== Selected text ==

================================

On August 31, 2017, I woke up and decided I was ready to begin the daunting search for my birth mother. I sent Sue a photo of my birth certificate on Facebook and asked if she could still help me find her. She responded right away and said she would start searching and be in touch with more information. Luckily my birth certificate was more complete than most Colombian birth certificates and had my birth mother’s name and address on it. Nothing could prepare me for what would happen next.
I was shocked when I received another message from Sue asking me to connect with a woman named Angeles just four hours later. I did, and on that same day, on my way home from work, I received a phone call from Angeles who said she had spoken to a woman named Raquel who had located my birth mother, spoke to her on the phone, and had a photo of her that she wanted me to have. I had never seen a photo of my birth mom before, and I had cried so many times because I did not know her face. It took me almost 30 minutes to look at the photo.

================================

== Available data ==
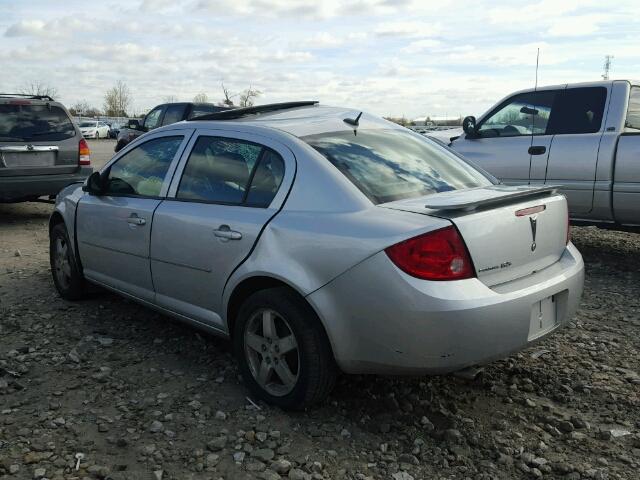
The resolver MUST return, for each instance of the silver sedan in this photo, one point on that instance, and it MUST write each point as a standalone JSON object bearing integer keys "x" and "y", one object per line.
{"x": 321, "y": 239}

================================

Update the passage above about the search for a birth mother from "I was shocked" to "at the photo.", changing "photo" to "picture".

== Written answer ==
I was shocked when I received another message from Sue asking me to connect with a woman named Angeles just four hours later. I did, and on that same day, on my way home from work, I received a phone call from Angeles who said she had spoken to a woman named Raquel who had located my birth mother, spoke to her on the phone, and had a picture of her that she wanted me to have. I had never seen a picture of my birth mom before, and I had cried so many times because I did not know her face. It took me almost 30 minutes to look at the picture.